## [Written problem]
The lines to be copied run from the one containing "the blue sky." to the end of the material below; reproduce them exactly, including both ends, and nothing more.

(Data items)
____________________

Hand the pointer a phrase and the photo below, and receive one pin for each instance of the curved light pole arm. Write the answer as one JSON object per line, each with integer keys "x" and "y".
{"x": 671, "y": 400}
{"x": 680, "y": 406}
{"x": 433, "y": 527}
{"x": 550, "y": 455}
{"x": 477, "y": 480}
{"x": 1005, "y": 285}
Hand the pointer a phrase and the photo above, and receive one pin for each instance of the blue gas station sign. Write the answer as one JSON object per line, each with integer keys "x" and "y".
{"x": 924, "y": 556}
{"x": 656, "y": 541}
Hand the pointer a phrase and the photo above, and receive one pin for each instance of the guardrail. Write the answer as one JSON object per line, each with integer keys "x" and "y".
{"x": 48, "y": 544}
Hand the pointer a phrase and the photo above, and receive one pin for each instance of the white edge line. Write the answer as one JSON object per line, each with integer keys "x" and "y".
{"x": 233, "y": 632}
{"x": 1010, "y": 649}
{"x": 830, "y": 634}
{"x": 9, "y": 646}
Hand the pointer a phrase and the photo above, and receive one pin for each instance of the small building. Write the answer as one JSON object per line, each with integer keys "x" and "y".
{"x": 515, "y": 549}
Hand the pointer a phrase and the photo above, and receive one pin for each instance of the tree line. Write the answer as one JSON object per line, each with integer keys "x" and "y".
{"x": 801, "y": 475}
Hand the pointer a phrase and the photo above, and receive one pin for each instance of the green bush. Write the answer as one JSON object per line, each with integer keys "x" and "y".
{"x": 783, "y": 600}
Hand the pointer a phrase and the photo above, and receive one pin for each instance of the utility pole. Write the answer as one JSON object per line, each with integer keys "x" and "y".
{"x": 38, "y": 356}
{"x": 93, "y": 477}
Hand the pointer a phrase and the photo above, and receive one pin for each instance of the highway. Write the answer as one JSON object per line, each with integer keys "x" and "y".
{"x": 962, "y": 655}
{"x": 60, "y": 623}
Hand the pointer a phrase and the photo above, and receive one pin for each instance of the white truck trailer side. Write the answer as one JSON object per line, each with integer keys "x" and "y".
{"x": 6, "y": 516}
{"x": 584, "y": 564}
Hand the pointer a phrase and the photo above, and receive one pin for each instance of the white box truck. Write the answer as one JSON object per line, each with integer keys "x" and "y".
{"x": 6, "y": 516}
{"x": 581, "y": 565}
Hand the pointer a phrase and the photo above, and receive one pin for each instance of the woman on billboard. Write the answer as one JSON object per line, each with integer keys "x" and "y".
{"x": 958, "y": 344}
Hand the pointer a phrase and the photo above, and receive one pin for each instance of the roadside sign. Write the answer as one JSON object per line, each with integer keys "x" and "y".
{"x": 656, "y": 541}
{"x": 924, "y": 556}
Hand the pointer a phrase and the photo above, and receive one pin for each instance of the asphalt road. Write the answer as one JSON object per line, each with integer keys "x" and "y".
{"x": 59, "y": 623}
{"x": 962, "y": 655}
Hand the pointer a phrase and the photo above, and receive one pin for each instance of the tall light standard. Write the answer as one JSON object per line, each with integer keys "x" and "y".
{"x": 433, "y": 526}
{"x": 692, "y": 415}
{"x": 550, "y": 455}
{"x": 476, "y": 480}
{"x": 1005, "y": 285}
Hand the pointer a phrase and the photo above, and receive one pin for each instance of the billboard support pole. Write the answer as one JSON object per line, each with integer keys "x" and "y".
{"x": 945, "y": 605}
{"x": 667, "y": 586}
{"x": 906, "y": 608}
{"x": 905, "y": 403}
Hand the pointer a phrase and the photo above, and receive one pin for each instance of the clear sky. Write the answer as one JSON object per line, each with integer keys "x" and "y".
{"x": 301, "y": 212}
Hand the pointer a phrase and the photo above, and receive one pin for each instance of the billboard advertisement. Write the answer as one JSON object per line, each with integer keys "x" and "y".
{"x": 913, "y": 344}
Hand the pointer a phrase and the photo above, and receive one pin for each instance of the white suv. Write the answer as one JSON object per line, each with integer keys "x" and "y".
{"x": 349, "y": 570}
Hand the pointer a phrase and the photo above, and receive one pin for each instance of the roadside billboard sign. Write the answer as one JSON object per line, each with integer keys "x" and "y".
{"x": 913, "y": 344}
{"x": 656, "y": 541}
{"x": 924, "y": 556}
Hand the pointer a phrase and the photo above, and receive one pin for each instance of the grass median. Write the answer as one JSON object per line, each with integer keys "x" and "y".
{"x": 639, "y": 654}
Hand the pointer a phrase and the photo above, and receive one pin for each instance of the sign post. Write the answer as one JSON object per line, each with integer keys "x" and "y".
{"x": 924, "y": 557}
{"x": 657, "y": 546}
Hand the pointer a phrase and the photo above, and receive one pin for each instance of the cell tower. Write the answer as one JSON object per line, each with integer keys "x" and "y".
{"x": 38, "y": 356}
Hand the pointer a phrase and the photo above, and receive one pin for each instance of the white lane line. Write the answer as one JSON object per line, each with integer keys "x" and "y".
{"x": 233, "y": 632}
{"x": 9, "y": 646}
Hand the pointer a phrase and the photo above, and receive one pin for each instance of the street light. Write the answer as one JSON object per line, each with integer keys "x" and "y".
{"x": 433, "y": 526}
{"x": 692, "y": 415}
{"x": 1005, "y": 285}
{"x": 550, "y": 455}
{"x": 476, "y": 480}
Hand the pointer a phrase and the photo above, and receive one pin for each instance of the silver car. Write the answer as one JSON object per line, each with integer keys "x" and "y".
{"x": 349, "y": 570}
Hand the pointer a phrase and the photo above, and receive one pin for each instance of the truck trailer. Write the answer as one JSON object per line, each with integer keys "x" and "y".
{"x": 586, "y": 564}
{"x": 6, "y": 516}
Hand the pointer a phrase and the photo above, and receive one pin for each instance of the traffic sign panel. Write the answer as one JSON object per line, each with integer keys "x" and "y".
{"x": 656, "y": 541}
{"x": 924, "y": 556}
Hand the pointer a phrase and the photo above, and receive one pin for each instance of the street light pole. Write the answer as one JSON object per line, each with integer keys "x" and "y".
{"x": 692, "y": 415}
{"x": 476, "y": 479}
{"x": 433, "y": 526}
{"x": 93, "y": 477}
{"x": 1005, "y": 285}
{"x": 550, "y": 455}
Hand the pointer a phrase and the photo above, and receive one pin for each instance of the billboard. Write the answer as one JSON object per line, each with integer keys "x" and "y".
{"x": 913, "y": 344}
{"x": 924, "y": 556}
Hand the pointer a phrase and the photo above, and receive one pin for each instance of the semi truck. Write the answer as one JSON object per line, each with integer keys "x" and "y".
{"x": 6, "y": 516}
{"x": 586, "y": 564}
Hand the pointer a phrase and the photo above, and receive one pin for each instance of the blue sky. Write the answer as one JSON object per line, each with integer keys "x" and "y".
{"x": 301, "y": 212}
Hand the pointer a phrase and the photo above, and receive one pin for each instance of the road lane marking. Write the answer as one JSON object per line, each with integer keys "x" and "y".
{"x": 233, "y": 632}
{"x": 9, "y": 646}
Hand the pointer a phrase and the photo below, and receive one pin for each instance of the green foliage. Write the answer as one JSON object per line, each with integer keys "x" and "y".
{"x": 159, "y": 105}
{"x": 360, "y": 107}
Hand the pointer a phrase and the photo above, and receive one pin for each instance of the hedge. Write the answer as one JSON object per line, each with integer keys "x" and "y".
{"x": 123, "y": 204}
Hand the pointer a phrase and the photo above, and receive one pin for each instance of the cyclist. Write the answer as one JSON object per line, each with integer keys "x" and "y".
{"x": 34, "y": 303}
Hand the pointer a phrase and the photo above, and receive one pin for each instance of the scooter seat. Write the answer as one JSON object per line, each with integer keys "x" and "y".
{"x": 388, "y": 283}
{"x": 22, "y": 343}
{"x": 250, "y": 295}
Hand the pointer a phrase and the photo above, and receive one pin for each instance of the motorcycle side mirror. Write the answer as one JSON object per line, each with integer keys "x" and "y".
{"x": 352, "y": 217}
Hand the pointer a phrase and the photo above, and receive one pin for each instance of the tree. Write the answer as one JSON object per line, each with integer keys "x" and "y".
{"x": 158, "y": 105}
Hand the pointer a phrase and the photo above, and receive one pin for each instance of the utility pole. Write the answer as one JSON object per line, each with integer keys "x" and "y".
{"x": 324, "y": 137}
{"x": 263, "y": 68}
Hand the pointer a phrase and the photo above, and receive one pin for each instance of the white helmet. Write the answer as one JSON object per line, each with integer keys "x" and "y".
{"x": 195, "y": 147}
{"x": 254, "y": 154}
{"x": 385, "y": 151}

____________________

## [Answer to this exercise]
Hand the pointer a phrase and the photo above, and receive one pin for each instance of the blue sky. Write the answer as one JSON object per line, each with integer keys "x" and "y".
{"x": 301, "y": 212}
Hand the pointer a phrase and the photo above, and receive one pin for each instance of the road lane marking. Write the answer as one JSON object per line, each with integer keys "x" and "y".
{"x": 233, "y": 632}
{"x": 9, "y": 646}
Hand the pointer a phrase and the photo below, and receive one pin for each instance of the green foliage. Write the answer as one JSON object per line, each with integer keys "x" and "y".
{"x": 159, "y": 105}
{"x": 360, "y": 107}
Hand the pointer a phrase and the photo above, and receive one pin for each instance of the hedge. Write the answer as one JSON object per line, each with integer keys "x" and "y".
{"x": 123, "y": 204}
Hand the pointer a phrase and the photo above, and receive one pin for each instance of the cyclist. Write the answer as one JSON object per line, each with integer keys "x" and "y".
{"x": 34, "y": 303}
Hand the pointer a phrase and the photo above, and receive one pin for each instance of the scooter seat. Write the answer as one JSON object per line, each with integer keys "x" and "y".
{"x": 388, "y": 283}
{"x": 22, "y": 343}
{"x": 250, "y": 295}
Hand the pointer a phrase and the photo above, and receive one pin for each instance of the motorcycle side mirror. Write the answer as one JSON object per line, each with integer keys "x" and "y".
{"x": 352, "y": 217}
Hand the pointer a phrase and the photo above, and receive one pin for each instance of the tree. Write the answer as one JSON object per line, each with integer keys "x" and "y".
{"x": 158, "y": 105}
Hand the pointer a phrase and the photo above, and receive one pin for each instance of the utility pole. Write the answer as one JSON object per line, each with integer keys "x" and "y".
{"x": 324, "y": 137}
{"x": 263, "y": 68}
Hand the pointer a phrase and the photo above, and receive one pin for each instance of the white helmet. Write the answer as one JSON object per line, each with integer keys "x" and "y".
{"x": 195, "y": 147}
{"x": 254, "y": 154}
{"x": 385, "y": 151}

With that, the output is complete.